[[ Data supplied, beginning ]]

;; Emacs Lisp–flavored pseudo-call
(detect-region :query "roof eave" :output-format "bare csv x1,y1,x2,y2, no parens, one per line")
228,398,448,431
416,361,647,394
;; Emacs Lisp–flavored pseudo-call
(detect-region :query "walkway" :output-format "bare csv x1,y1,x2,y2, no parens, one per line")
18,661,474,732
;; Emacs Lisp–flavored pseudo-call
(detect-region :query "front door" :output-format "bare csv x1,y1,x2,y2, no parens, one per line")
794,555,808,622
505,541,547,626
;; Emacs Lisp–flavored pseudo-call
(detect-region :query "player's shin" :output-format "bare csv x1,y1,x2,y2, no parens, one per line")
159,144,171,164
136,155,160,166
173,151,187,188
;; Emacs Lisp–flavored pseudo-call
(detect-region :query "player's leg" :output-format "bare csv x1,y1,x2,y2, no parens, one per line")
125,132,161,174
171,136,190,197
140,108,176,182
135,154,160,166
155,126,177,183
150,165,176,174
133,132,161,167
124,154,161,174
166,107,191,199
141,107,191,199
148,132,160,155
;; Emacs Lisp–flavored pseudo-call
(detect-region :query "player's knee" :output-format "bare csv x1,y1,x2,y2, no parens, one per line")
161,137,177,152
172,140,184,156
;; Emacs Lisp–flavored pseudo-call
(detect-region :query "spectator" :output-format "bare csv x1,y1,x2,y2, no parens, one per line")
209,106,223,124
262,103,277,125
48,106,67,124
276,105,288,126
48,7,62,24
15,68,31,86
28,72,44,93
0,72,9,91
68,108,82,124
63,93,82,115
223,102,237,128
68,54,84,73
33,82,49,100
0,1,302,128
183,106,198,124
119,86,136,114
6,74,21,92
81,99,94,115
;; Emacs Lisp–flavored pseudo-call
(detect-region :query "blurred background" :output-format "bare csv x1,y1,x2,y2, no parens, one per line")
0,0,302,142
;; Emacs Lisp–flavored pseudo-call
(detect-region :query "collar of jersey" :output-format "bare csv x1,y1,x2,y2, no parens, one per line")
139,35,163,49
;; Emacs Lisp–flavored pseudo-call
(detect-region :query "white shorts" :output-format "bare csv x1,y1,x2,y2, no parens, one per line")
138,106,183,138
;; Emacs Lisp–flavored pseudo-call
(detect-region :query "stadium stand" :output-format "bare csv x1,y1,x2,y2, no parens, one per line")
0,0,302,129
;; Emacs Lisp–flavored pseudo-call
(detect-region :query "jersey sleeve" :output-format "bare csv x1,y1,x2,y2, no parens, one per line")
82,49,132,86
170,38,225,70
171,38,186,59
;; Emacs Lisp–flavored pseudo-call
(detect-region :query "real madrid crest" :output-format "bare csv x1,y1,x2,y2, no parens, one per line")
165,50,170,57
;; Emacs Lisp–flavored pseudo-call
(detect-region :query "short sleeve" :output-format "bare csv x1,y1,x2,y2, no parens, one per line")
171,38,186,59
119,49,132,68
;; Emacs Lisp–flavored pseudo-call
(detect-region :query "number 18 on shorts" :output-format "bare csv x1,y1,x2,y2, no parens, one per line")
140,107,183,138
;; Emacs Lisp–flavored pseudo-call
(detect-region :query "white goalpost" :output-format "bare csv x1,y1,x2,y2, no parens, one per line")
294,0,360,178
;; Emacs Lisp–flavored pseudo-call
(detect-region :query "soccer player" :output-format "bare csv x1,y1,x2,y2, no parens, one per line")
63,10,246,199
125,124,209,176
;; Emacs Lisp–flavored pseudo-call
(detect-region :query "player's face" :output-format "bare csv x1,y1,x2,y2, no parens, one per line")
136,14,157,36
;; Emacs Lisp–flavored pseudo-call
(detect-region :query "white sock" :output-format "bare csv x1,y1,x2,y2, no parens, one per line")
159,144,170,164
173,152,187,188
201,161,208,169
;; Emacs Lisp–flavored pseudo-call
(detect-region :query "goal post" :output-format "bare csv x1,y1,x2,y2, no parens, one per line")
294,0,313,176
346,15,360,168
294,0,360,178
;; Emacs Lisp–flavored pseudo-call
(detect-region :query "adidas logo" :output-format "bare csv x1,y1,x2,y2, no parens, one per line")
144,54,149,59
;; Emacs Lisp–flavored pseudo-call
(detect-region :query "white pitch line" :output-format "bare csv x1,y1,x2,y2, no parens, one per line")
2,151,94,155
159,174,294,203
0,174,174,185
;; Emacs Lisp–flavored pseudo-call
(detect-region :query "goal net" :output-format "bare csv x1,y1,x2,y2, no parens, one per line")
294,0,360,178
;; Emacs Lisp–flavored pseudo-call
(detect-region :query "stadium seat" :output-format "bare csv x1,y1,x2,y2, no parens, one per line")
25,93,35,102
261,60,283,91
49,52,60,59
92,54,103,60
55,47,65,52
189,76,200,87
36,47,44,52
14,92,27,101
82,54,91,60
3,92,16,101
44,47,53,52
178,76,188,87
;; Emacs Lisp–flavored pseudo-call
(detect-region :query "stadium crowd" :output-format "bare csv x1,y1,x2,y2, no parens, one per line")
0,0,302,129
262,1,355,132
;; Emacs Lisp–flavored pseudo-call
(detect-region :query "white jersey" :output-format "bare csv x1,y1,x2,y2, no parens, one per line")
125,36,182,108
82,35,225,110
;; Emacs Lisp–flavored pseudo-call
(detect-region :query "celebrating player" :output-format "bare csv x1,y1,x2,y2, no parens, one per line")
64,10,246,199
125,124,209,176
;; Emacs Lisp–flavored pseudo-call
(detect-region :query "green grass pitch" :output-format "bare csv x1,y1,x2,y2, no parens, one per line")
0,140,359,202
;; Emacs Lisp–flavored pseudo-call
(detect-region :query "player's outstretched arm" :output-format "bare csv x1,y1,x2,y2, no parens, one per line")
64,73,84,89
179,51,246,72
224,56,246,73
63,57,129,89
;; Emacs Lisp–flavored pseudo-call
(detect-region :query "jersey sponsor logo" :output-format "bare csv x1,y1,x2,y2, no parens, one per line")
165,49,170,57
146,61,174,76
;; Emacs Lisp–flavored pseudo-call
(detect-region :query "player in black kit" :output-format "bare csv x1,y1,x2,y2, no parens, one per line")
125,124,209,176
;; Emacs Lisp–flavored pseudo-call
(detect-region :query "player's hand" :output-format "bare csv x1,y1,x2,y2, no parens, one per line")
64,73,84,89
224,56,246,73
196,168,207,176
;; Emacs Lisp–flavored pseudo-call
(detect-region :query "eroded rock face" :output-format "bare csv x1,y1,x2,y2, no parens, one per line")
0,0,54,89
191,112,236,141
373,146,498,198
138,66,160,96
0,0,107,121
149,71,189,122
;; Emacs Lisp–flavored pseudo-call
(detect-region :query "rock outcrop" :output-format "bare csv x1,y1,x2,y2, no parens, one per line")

[[ Data supplied, end ]]

Return the data exactly, every line included.

• Problem solution:
;; Emacs Lisp–flavored pseudo-call
(detect-region :query "roof eave" :output-format "bare csv x1,y1,x2,y2, no parens, one per line")
228,398,448,431
416,361,647,394
;; Emacs Lisp–flavored pseudo-call
(detect-region :query "walkway" :output-format "bare csv x1,y1,x2,y2, no parens, one per line")
18,661,474,732
;; Emacs Lisp–flavored pseudo-call
(detect-region :query "front door" :output-format "bare csv x1,y1,x2,y2, no parens, one per line")
794,555,808,622
505,541,547,626
;; Emacs Lisp–flavored pseudo-call
(detect-region :query "player's shin" :output-format "bare csv x1,y1,x2,y2, no parens, one per line")
159,144,171,164
136,155,160,166
173,151,187,188
;; Emacs Lisp–flavored pseudo-call
(detect-region :query "player's leg" :output-format "bare csv x1,y1,x2,y2, no parens, one per line")
125,132,161,174
171,136,190,197
140,108,176,182
135,154,160,166
155,126,177,183
150,165,176,174
133,132,161,167
124,154,161,174
166,107,191,199
141,107,191,199
148,132,160,155
;; Emacs Lisp–flavored pseudo-call
(detect-region :query "player's knee" :output-format "bare csv x1,y1,x2,y2, no parens, one per line")
161,137,177,152
172,140,184,156
;; Emacs Lisp–flavored pseudo-call
(detect-region :query "spectator" :output-format "bare csv x1,y1,x2,y2, no parens, one per line")
209,106,223,124
262,103,277,125
48,106,67,124
276,105,288,126
48,7,62,24
15,68,31,86
28,72,44,93
0,72,9,91
68,108,82,124
63,93,82,115
223,102,237,128
68,54,84,73
33,82,49,100
0,1,302,128
183,106,198,124
119,86,136,114
6,74,21,92
81,99,94,115
;; Emacs Lisp–flavored pseudo-call
(detect-region :query "blurred background" :output-format "bare csv x1,y1,x2,y2, no parens, one per line")
0,0,302,142
;; Emacs Lisp–flavored pseudo-call
(detect-region :query "collar of jersey" :output-format "bare csv x1,y1,x2,y2, no parens, one per line")
139,35,163,49
;; Emacs Lisp–flavored pseudo-call
(detect-region :query "white shorts" :output-format "bare csv x1,y1,x2,y2, no parens, one per line")
138,106,183,138
;; Emacs Lisp–flavored pseudo-call
(detect-region :query "stadium stand" :output-format "bare csv x1,y1,x2,y2, no parens, one per line")
0,0,302,129
;; Emacs Lisp–flavored pseudo-call
(detect-region :query "jersey sleeve" :output-format "bare csv x1,y1,x2,y2, no parens, one per line")
82,49,132,86
170,38,225,70
171,38,186,59
;; Emacs Lisp–flavored pseudo-call
(detect-region :query "real madrid crest" :output-format "bare csv x1,y1,x2,y2, no parens, one per line")
165,50,170,57
;; Emacs Lisp–flavored pseudo-call
(detect-region :query "short sleeve" :output-format "bare csv x1,y1,x2,y2, no parens, one per line")
171,38,186,59
119,49,132,68
;; Emacs Lisp–flavored pseudo-call
(detect-region :query "number 18 on shorts" :output-format "bare csv x1,y1,x2,y2, no parens, one per line")
140,107,183,138
;; Emacs Lisp–flavored pseudo-call
(detect-region :query "white goalpost" :output-format "bare csv x1,y1,x2,y2, no parens, one per line")
294,0,360,178
;; Emacs Lisp–flavored pseudo-call
(detect-region :query "soccer player" :output-format "bare csv x1,y1,x2,y2, no parens, one per line")
63,10,246,199
125,124,209,176
;; Emacs Lisp–flavored pseudo-call
(detect-region :query "player's face" :output-format "bare csv x1,y1,x2,y2, no parens, one per line")
136,14,157,36
;; Emacs Lisp–flavored pseudo-call
(detect-region :query "white sock" :output-format "bare csv x1,y1,x2,y2, no parens, one per line")
159,144,170,164
173,152,187,188
201,161,208,169
;; Emacs Lisp–flavored pseudo-call
(detect-region :query "goal post" :output-format "bare csv x1,y1,x2,y2, no parens, one per line")
294,0,313,176
346,15,360,168
294,0,360,178
;; Emacs Lisp–flavored pseudo-call
(detect-region :query "adidas logo" :output-format "bare csv x1,y1,x2,y2, no parens, one per line")
144,54,149,59
;; Emacs Lisp–flavored pseudo-call
(detect-region :query "white pitch line" :output-format "bare csv x1,y1,x2,y2, no parens, one per line")
2,151,94,155
159,174,294,203
0,174,174,185
;; Emacs Lisp–flavored pseudo-call
(detect-region :query "goal net" :output-format "bare csv x1,y1,x2,y2, no parens, one per line")
294,0,360,178
;; Emacs Lisp–flavored pseudo-call
(detect-region :query "stadium seat" :output-format "bare csv x1,y1,x2,y2, no parens, one per line")
25,93,35,102
261,60,283,91
49,52,60,59
92,54,103,60
55,47,65,52
189,76,200,87
36,47,44,52
14,92,27,101
82,54,91,60
3,92,16,101
44,47,53,52
178,76,188,87
;; Emacs Lisp–flavored pseudo-call
(detect-region :query "stadium crowd" :output-format "bare csv x1,y1,x2,y2, no parens, one per line")
0,0,302,129
262,1,355,132
;; Emacs Lisp–flavored pseudo-call
(detect-region :query "white jersey" :output-format "bare csv x1,y1,x2,y2, no parens, one per line")
125,36,182,108
82,35,225,110
;; Emacs Lisp–flavored pseudo-call
(detect-region :query "celebrating player" :output-format "bare csv x1,y1,x2,y2, no parens, one per line")
64,10,246,199
125,124,209,176
;; Emacs Lisp–flavored pseudo-call
(detect-region :query "green grass pitch" :output-format "bare csv x1,y1,x2,y2, no parens, one per line")
0,140,359,202
;; Emacs Lisp–flavored pseudo-call
(detect-region :query "player's outstretched arm" :output-format "bare csv x1,y1,x2,y2, no parens, one per line")
64,73,84,89
179,51,246,72
224,56,246,73
63,57,129,89
;; Emacs Lisp–flavored pseudo-call
(detect-region :query "jersey sponsor logo" :output-format "bare csv x1,y1,x2,y2, no parens, one per line")
165,49,170,57
146,61,174,76
;; Emacs Lisp–flavored pseudo-call
(detect-region :query "player in black kit" :output-format "bare csv x1,y1,x2,y2, no parens, one per line")
125,124,209,176
;; Emacs Lisp–flavored pseudo-call
(detect-region :query "player's hand" :output-format "bare csv x1,y1,x2,y2, no parens, one per line")
64,73,84,89
224,56,246,73
196,168,207,176
;; Emacs Lisp–flavored pseudo-call
(detect-region :query "eroded rock face" :output-format "bare csv x1,y1,x2,y2, no parens, one per line")
0,0,54,89
191,112,236,141
373,146,498,198
138,66,160,96
0,0,107,121
149,71,189,122
;; Emacs Lisp–flavored pseudo-call
(detect-region :query "rock outcrop" :output-format "bare csv x1,y1,x2,y2, no parens, one per line")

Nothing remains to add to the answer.